━━━━━ EXTRACTED ENTRIES
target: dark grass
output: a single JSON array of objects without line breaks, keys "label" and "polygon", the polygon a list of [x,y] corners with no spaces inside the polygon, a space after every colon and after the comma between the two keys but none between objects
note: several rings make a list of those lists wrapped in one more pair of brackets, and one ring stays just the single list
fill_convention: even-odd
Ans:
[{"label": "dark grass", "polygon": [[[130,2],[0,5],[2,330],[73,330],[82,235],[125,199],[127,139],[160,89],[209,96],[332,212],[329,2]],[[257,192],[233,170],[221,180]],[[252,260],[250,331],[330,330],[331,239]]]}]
━━━━━━━━━━
**WRITTEN INSTRUCTION:** Edit the listing above so that each occurrence of "corners" becomes "vertices". Reproduce every other line unchanged.

**RESULT OF THIS EXERCISE:**
target: dark grass
output: a single JSON array of objects without line breaks, keys "label" and "polygon", the polygon a list of [x,y] vertices with no spaces inside the polygon, a space after every colon and after the comma between the two keys but none between objects
note: several rings make a list of those lists wrapped in one more pair of brackets, and one ring stays just the single list
fill_convention: even-odd
Ans:
[{"label": "dark grass", "polygon": [[[130,2],[0,5],[2,330],[73,330],[82,235],[125,199],[127,139],[160,89],[209,96],[332,212],[329,2]],[[257,192],[233,170],[221,180]],[[252,260],[250,331],[330,330],[331,239]]]}]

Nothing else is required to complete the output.